Problem details
Rewrite every line of the material from the line containing "boat railing in the image above." through the end of the material, multiplying each coordinate in the answers by 1.55 and rounding to whole numbers, with halves rounded up. Leave all other wording unchanged and reproduce no lines outside that stretch.

Data excerpts
──────────────────────────────

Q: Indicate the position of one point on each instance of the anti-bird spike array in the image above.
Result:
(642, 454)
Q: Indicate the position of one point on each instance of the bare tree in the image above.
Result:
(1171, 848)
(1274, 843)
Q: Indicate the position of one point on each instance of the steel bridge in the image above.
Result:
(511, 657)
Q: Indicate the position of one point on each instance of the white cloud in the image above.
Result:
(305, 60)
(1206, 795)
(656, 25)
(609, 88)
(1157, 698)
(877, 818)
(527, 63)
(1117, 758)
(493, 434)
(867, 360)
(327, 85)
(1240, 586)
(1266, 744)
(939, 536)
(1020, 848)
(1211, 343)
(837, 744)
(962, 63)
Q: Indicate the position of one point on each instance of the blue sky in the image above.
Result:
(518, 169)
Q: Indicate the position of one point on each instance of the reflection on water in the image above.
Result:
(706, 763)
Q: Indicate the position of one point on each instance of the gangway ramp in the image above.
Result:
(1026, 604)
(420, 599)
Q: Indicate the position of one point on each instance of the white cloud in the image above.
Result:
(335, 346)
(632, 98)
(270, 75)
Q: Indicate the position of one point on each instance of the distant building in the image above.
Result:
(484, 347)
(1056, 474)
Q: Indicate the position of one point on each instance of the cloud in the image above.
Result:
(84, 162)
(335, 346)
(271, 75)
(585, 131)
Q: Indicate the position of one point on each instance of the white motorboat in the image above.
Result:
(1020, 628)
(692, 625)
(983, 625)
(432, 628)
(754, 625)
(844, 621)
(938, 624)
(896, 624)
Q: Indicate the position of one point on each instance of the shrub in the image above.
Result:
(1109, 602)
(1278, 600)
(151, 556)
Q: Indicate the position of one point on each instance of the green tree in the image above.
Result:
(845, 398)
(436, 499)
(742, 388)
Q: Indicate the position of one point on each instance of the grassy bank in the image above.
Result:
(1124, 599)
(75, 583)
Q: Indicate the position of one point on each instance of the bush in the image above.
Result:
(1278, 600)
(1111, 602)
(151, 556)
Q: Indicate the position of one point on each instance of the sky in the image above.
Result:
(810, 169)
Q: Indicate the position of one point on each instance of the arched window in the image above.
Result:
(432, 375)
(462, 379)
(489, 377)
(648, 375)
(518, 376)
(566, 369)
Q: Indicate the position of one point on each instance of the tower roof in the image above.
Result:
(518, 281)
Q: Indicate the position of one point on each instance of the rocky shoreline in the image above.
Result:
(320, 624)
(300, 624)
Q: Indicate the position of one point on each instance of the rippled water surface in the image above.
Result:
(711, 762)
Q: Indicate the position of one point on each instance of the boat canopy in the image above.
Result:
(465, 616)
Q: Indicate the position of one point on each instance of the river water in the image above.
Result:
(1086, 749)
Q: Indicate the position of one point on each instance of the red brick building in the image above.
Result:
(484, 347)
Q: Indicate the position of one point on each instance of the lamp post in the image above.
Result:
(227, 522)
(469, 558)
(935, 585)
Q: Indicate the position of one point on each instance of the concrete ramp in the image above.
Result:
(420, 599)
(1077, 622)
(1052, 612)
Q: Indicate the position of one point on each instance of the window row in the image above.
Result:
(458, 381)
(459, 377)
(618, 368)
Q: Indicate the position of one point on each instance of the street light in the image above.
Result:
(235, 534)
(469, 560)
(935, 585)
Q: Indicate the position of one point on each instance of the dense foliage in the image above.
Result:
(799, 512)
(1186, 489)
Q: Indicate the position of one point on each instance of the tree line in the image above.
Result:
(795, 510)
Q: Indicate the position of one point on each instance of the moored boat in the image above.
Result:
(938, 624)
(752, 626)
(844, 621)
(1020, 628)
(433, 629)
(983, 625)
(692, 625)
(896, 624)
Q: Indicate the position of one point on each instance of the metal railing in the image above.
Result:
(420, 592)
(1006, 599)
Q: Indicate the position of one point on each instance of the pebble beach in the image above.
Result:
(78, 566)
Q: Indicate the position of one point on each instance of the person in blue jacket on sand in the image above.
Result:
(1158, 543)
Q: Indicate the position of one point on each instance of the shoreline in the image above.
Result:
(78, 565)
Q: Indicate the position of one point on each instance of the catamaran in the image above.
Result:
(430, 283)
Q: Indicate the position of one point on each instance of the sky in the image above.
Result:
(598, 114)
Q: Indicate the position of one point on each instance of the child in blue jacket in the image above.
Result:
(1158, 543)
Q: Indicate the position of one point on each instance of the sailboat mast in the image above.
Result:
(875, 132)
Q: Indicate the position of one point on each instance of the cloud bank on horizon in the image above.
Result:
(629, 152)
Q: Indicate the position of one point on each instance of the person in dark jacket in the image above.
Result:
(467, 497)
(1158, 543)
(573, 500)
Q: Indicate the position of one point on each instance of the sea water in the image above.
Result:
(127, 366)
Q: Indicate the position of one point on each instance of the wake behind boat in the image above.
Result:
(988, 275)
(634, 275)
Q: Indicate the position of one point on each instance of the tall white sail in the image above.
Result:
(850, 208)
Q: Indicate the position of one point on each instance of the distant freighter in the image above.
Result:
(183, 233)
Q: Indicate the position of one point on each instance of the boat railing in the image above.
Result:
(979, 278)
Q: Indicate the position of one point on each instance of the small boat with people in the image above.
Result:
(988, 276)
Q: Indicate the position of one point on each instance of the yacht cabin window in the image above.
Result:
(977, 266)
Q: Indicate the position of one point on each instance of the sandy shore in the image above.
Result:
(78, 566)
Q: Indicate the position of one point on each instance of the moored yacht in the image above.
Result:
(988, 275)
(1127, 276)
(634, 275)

──────────────────────────────

Written reply
Q: Indicate the position of one point on each instance of the boat railing in the image above.
Result:
(1517, 431)
Q: Indicate the position of one point on each instance of the small boat with people in the image above.
Result:
(1531, 428)
Q: Indicate the position of one point on each instance of the yacht cabin window in the image above.
Result:
(1514, 412)
Q: Indicate the position of one point on each instance of the sandy shore in the image above.
Result:
(121, 877)
Q: Indicate the position of one point on each instance of the moored yacht in the image above.
Result:
(1531, 426)
(1747, 428)
(983, 426)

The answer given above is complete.